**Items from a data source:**
□ □ □ □ □ □ □

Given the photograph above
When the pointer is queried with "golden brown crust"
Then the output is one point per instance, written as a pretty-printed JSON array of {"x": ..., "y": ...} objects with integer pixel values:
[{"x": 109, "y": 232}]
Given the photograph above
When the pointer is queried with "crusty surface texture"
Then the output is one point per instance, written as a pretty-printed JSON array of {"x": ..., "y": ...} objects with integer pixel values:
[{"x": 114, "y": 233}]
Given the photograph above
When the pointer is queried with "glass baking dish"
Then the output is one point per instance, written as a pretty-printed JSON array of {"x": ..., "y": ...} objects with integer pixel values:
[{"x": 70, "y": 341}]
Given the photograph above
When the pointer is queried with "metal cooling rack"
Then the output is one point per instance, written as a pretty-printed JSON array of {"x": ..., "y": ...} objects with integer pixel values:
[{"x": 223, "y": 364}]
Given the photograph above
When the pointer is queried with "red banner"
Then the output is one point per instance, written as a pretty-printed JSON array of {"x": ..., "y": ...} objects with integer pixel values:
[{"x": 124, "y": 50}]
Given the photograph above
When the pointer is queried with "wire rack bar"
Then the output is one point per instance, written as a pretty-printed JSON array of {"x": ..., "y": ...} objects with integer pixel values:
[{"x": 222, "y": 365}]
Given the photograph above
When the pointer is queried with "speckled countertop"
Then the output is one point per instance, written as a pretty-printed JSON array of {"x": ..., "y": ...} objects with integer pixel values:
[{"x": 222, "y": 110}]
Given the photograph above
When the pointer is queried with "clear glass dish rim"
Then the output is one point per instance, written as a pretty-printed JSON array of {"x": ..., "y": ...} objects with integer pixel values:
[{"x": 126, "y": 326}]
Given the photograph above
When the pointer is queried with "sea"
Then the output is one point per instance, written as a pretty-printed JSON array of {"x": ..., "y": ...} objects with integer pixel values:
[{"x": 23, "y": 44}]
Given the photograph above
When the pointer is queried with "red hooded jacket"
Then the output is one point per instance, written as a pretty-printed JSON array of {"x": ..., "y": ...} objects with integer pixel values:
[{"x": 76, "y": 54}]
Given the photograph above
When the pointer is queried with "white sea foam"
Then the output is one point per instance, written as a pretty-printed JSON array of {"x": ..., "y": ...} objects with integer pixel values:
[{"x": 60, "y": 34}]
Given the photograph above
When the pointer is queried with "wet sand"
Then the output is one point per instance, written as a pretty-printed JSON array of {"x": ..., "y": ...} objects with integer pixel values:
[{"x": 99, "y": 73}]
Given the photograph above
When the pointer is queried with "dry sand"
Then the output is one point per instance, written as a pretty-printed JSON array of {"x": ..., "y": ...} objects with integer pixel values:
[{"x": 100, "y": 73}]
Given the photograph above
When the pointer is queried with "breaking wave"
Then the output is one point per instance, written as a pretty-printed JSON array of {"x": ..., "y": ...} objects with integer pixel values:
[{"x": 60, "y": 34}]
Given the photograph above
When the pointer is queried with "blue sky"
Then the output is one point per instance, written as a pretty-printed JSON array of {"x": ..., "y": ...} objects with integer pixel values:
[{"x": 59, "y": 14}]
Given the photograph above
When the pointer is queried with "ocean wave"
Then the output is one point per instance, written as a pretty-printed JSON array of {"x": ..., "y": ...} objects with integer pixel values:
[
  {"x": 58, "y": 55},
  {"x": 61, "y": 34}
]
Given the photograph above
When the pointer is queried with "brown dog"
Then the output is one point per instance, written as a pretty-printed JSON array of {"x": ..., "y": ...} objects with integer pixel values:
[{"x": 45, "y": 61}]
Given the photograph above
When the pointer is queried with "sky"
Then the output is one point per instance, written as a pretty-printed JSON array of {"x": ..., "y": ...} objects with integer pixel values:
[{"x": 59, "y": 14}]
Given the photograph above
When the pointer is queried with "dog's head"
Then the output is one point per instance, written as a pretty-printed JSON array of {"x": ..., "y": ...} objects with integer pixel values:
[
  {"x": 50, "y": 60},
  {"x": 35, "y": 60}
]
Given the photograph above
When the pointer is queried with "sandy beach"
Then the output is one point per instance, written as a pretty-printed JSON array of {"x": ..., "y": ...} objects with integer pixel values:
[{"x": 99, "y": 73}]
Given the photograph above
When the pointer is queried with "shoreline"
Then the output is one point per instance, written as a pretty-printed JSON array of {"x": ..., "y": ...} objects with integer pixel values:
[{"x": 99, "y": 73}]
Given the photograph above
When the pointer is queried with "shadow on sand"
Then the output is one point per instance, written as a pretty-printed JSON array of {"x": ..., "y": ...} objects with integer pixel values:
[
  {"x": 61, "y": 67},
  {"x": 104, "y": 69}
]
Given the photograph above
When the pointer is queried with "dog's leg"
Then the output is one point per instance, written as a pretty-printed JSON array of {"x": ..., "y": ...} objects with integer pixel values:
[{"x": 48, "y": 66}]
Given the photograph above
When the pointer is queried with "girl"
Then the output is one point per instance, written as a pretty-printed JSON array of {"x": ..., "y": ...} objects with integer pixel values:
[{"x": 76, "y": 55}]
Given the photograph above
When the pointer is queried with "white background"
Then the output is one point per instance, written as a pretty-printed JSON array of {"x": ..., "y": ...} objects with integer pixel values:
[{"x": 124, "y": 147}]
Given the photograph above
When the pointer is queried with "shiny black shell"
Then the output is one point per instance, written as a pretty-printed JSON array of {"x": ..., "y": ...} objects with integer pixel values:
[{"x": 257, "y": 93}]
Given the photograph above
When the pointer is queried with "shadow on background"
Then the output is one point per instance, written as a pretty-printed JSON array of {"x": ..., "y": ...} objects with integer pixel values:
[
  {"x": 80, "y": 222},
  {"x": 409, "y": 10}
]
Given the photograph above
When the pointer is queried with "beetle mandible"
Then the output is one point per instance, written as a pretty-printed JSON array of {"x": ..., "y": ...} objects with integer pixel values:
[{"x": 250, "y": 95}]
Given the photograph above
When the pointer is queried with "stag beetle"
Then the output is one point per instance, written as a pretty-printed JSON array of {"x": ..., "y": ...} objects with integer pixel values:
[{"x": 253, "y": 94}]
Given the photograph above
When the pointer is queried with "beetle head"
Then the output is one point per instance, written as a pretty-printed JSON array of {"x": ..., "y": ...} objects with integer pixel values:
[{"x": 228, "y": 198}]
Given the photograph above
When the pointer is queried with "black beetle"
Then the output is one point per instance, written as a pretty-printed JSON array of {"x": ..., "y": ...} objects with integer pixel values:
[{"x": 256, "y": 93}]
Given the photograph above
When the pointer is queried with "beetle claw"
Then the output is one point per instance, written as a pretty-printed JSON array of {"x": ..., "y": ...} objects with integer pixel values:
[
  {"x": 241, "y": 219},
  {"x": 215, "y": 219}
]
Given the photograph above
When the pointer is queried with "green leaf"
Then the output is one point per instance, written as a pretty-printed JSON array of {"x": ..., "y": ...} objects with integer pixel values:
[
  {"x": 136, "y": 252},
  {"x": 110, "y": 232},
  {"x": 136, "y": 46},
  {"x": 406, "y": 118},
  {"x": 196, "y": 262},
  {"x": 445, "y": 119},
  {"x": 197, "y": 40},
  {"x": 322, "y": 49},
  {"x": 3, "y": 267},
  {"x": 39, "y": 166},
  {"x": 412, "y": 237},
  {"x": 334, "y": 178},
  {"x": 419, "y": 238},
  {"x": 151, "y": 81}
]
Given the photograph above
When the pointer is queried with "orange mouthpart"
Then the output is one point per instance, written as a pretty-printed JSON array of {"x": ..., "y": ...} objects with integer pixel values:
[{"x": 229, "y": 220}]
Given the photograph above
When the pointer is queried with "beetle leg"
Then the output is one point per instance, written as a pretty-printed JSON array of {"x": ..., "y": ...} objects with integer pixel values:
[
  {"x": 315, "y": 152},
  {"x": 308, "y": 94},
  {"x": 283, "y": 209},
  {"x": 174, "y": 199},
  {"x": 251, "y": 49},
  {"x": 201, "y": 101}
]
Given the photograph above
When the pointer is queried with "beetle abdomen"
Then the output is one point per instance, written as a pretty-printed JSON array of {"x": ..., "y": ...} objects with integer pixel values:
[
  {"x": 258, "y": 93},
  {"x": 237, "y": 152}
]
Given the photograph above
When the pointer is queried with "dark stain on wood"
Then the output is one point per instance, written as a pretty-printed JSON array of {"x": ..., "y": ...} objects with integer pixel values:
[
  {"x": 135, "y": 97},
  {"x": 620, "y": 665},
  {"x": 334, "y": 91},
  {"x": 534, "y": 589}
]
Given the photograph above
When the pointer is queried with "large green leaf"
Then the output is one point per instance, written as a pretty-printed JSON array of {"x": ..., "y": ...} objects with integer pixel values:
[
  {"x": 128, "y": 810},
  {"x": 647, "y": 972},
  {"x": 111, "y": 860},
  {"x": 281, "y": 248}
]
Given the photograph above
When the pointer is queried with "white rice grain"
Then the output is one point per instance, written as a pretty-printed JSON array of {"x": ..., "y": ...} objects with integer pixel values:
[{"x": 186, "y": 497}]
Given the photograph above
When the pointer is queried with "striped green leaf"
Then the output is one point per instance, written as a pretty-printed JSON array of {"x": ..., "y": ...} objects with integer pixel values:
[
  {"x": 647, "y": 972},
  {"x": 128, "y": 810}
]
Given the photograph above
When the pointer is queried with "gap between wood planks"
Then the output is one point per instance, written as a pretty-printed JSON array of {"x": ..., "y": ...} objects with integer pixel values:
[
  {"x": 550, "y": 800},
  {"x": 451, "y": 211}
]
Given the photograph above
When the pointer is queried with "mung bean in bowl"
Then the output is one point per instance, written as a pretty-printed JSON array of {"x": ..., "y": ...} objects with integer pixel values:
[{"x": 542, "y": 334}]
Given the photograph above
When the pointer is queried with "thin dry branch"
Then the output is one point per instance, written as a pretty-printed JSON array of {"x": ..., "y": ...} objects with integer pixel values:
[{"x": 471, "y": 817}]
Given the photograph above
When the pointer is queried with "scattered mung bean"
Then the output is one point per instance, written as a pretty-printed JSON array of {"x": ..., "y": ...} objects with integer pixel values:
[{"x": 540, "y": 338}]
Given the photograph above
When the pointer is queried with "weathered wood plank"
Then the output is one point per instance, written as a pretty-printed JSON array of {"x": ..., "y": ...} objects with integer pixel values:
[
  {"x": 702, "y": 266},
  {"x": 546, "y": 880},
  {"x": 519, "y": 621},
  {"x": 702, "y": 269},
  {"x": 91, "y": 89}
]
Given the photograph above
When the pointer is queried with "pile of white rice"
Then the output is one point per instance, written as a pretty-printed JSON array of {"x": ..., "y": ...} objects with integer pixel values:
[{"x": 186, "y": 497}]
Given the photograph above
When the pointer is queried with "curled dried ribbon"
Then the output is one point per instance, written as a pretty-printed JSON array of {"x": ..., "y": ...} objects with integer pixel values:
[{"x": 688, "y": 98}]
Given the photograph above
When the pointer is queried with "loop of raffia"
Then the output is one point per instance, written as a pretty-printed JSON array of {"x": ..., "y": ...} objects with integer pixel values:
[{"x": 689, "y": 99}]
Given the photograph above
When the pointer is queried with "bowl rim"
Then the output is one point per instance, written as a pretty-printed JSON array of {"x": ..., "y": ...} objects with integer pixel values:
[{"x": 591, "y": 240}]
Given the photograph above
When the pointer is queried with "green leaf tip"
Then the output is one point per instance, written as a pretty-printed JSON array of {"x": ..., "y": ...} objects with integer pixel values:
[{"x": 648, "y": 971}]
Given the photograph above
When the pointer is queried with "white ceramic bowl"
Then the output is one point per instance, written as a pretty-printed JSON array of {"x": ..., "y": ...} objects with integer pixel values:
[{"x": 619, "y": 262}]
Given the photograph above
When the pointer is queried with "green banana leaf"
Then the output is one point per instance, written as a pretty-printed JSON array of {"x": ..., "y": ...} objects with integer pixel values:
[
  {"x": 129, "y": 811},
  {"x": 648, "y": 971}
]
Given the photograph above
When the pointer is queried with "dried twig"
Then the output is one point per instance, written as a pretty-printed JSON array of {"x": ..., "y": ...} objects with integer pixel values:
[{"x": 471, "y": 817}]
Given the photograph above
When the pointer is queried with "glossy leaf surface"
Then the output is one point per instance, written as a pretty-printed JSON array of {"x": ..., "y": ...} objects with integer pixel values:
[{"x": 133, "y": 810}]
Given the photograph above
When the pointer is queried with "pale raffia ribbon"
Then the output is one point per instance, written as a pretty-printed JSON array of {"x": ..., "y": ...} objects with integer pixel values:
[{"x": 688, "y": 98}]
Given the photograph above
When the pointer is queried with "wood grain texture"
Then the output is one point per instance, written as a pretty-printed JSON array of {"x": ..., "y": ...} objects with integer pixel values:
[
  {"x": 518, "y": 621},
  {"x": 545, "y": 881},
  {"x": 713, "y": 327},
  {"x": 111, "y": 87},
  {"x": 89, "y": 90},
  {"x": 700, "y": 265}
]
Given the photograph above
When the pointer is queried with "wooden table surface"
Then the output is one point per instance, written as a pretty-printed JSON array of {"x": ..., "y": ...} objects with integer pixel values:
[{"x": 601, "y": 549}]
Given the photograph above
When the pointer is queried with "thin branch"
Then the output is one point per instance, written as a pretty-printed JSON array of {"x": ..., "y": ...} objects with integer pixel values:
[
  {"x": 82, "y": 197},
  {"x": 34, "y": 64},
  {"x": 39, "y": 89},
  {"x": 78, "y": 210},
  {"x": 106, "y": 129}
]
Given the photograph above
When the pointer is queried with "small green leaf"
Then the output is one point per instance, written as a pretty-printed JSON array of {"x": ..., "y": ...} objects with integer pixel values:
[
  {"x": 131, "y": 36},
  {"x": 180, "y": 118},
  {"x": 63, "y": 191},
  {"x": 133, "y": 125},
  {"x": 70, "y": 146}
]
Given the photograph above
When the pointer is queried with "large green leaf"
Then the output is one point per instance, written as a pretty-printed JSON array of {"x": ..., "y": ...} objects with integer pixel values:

□ □ □ □ □ □ □

Which lines above include the word "surface"? Pick them out and copy them.

**Answer for this exercise:**
When the pointer is queried with "crusty surface texture"
When the pointer is queried with "glossy leaf surface"
When the pointer is queried with "wooden table surface"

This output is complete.